Task instructions:
Copy the entries from the line containing "of the deer's" through the end of the entries, swapping "sunlit grass" for "tall grass" and leaving everything else unchanged.

START

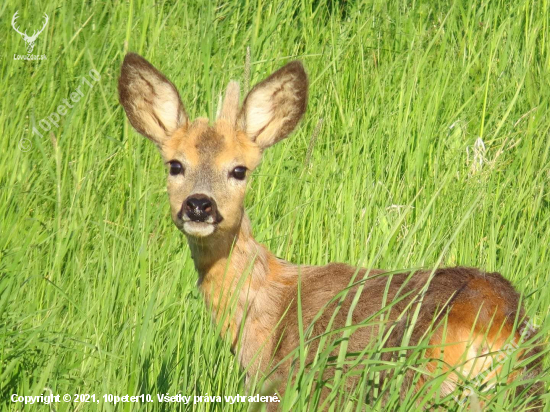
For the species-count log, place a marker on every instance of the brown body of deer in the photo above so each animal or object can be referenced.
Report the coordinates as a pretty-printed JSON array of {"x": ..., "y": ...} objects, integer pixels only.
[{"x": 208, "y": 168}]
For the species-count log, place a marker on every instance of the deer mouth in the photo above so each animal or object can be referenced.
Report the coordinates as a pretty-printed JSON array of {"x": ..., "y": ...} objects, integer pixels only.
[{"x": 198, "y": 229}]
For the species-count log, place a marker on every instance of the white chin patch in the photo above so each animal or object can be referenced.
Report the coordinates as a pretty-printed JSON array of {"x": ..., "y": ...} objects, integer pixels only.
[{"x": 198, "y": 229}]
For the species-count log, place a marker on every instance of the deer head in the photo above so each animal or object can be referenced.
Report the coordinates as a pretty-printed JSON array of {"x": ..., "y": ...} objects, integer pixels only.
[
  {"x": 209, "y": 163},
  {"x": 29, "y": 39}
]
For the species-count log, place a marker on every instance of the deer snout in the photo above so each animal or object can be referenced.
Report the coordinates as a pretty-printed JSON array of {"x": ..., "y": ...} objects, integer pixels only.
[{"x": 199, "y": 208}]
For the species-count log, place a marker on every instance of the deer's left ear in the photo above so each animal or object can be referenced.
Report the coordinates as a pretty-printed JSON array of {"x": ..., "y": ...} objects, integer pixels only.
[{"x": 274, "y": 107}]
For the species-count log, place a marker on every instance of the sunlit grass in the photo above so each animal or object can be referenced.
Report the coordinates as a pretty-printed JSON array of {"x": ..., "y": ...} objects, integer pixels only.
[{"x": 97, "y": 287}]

END

Exercise result:
For the species-count log, place a marker on every instance of the deer's left ear in the photo above so each animal or object can be referenced.
Report the coordinates as a pretty-printed JSON array of {"x": ..., "y": ...} objects, integer pixels only.
[{"x": 274, "y": 107}]
For the species-count log, place a marker on every instance of the tall grass in the photo above so each animal or object can be referenced.
Report the coordinates as a pretty-printed JSON array of {"x": ..., "y": ...} objects, integer pixels only.
[{"x": 97, "y": 287}]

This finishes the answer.